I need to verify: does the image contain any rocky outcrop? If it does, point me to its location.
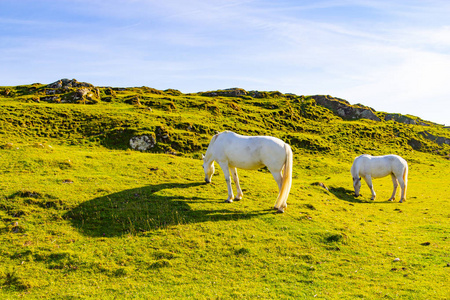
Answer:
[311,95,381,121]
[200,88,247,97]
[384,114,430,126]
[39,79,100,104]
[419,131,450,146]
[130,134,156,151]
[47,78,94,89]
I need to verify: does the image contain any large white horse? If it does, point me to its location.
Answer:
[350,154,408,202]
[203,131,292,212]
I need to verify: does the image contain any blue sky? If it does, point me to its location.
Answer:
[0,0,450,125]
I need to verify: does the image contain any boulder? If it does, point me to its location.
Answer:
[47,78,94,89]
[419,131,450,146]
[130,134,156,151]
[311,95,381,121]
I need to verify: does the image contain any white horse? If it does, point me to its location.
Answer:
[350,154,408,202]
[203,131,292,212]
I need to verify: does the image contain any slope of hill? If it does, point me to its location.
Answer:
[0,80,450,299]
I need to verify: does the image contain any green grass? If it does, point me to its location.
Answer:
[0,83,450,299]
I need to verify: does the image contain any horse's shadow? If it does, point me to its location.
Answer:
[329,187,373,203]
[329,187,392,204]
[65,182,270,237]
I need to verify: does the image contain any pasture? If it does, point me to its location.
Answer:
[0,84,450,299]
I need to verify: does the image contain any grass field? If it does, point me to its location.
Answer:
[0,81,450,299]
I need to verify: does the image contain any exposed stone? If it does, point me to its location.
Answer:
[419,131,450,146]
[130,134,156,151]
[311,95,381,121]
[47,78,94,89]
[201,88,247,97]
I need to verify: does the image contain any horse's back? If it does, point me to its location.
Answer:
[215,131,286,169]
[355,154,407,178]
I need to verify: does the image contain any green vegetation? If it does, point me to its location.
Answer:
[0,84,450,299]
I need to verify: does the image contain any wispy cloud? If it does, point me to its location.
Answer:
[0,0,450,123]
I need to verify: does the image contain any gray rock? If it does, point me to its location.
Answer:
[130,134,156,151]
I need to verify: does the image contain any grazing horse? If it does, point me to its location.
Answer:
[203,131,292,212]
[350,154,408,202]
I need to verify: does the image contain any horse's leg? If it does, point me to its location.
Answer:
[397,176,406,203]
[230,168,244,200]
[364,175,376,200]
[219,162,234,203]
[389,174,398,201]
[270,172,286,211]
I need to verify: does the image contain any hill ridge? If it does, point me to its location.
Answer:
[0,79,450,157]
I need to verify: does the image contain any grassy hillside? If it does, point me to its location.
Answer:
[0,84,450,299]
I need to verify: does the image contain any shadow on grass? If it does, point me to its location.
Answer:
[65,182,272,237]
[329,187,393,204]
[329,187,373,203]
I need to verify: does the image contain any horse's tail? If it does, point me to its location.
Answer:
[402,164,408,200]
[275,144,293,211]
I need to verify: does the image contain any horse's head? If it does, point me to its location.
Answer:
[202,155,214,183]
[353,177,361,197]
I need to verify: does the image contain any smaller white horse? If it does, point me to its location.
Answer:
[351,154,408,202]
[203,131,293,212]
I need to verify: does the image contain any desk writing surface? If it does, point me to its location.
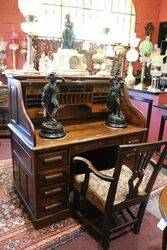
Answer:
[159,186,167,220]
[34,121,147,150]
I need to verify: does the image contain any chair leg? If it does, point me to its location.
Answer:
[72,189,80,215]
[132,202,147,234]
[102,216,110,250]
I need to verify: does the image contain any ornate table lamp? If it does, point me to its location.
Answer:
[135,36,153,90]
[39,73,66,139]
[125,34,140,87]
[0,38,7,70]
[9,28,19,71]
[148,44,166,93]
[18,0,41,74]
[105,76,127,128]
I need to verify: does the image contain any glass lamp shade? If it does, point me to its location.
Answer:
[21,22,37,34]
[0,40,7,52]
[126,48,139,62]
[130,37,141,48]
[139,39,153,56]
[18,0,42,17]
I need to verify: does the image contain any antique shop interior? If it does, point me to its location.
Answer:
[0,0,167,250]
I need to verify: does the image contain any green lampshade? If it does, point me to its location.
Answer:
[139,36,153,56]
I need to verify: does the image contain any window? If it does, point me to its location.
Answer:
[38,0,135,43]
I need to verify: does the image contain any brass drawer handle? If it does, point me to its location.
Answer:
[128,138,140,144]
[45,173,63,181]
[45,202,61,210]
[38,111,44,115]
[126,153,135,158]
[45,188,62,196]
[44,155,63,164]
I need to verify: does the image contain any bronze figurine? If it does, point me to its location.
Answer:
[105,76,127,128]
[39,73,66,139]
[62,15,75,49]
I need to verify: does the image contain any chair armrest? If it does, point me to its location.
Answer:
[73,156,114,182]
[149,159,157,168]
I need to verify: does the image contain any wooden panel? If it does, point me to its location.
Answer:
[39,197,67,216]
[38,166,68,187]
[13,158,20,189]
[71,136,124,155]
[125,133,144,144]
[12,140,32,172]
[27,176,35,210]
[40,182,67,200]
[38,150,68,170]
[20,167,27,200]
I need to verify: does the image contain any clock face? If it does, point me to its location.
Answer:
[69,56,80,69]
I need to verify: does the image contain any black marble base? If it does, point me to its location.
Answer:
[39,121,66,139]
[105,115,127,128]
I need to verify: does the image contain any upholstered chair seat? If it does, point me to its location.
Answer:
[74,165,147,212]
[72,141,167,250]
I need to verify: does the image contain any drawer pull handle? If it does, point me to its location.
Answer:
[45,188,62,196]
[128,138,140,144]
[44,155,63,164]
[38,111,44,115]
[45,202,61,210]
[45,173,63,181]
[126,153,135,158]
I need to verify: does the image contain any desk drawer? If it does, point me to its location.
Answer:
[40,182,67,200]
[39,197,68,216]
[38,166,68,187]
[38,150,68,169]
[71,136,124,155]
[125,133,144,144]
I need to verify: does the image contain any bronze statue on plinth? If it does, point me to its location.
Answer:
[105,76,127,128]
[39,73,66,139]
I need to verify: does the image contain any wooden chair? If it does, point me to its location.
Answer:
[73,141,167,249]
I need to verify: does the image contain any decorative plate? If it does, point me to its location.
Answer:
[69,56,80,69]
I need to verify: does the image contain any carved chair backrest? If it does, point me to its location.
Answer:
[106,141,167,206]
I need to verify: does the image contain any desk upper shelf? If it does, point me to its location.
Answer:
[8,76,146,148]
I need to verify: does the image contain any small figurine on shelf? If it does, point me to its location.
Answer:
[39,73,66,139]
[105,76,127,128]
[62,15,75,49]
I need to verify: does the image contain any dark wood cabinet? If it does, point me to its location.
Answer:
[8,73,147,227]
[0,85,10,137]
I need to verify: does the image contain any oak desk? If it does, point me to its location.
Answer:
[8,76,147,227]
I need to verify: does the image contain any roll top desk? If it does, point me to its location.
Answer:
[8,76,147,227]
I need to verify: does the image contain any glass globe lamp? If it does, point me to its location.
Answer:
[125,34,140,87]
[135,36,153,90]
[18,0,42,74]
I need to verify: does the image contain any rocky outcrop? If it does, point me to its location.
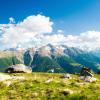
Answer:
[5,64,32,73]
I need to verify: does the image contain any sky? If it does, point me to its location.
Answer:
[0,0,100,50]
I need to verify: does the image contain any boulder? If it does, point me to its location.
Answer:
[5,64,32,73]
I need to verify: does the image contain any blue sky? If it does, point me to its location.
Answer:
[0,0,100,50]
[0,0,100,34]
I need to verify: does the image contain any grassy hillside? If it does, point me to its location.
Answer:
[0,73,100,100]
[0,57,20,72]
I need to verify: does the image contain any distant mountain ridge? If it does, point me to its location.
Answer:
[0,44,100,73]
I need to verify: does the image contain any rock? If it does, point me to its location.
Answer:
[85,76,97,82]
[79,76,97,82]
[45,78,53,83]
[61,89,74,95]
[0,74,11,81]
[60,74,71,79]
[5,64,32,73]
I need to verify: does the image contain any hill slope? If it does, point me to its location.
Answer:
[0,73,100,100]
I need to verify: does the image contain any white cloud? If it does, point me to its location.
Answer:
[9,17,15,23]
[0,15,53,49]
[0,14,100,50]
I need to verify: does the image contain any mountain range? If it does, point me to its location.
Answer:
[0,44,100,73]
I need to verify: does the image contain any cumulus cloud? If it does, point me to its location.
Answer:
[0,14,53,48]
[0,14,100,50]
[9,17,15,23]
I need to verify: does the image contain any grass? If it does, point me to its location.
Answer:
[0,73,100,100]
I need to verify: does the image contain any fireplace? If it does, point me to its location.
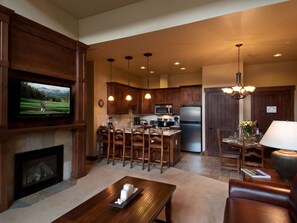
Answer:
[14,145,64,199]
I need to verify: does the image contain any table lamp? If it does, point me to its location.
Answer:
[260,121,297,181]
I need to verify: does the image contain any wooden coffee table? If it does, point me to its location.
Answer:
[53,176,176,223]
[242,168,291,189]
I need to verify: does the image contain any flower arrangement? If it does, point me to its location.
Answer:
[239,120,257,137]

---

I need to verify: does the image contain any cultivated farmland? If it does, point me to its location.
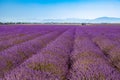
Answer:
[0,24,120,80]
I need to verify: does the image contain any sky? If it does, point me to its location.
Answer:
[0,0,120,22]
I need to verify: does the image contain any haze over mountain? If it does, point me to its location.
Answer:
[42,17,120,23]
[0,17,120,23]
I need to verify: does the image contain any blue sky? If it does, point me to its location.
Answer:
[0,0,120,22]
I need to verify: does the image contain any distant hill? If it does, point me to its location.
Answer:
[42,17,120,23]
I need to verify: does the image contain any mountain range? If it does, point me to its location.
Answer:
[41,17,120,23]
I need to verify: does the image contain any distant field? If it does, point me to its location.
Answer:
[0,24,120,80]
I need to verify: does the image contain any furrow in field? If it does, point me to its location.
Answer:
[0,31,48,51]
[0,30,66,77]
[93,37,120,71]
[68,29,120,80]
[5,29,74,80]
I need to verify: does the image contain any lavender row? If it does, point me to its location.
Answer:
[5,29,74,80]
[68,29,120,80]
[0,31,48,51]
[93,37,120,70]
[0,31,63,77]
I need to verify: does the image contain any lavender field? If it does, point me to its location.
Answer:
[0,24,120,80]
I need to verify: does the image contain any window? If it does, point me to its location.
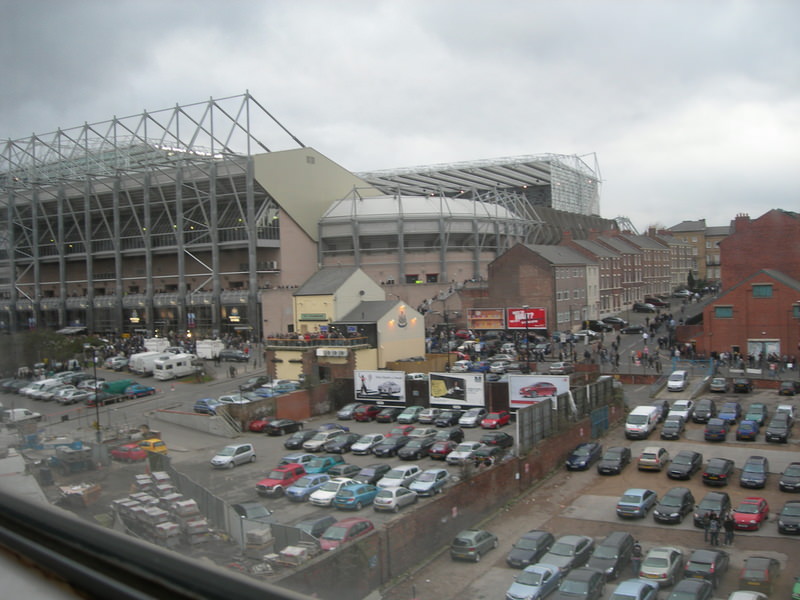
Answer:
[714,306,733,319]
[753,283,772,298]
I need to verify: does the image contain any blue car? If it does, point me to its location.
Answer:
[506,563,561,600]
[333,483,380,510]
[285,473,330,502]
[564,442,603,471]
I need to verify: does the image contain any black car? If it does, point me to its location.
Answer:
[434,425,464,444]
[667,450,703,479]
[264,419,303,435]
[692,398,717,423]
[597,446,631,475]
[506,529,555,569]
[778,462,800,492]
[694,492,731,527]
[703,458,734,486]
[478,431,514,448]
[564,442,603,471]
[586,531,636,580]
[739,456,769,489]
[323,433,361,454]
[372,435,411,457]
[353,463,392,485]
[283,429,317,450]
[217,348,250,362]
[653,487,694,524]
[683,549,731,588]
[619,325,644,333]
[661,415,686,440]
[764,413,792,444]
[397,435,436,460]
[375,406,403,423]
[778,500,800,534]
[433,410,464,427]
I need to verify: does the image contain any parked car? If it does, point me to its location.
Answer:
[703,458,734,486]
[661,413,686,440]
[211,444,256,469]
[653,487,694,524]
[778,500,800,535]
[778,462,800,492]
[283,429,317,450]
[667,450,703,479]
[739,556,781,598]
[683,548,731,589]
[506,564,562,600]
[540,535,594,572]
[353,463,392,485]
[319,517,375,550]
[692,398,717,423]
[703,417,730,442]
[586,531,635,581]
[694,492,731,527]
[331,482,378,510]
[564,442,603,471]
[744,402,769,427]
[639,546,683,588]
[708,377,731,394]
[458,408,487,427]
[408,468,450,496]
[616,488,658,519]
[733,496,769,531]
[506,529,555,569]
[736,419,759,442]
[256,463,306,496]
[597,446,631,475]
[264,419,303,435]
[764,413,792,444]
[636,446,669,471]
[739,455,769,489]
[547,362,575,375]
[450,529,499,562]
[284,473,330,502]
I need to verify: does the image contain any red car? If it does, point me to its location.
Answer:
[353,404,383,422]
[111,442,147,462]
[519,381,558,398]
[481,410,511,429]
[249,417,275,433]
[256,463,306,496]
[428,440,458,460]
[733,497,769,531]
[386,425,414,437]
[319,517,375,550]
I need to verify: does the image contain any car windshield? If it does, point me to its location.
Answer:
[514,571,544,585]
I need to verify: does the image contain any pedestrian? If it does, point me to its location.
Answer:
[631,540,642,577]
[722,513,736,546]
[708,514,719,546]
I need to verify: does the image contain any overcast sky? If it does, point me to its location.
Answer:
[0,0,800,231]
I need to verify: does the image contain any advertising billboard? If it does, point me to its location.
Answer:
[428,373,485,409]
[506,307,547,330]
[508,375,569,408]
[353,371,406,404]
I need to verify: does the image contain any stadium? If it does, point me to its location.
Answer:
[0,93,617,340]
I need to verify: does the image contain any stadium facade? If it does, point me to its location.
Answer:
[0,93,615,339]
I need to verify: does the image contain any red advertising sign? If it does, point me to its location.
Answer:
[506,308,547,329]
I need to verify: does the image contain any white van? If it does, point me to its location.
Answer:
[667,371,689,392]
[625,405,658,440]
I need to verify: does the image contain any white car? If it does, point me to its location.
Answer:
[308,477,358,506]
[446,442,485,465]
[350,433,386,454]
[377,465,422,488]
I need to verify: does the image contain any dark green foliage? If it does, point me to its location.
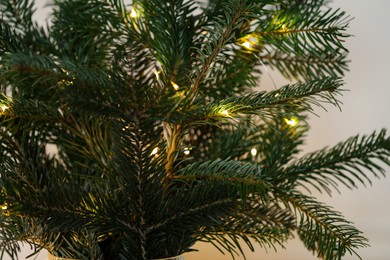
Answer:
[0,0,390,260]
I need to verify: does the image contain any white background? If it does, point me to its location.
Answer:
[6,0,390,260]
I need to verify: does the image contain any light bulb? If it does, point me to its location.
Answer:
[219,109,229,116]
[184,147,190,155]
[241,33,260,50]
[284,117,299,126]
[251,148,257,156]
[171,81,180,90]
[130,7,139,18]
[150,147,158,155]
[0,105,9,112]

Exercise directions:
Starting at the line containing "I need to verify: does the image contain any flower" and ending with the line containing "[239,120,257,137]", write those lines out again, switching "flower arrangement" to "potted plant" and leaving everything else as it is.

Problem solution:
I need to verify: does the image contain any potted plant? If it does, point me to its location.
Answer:
[239,120,257,137]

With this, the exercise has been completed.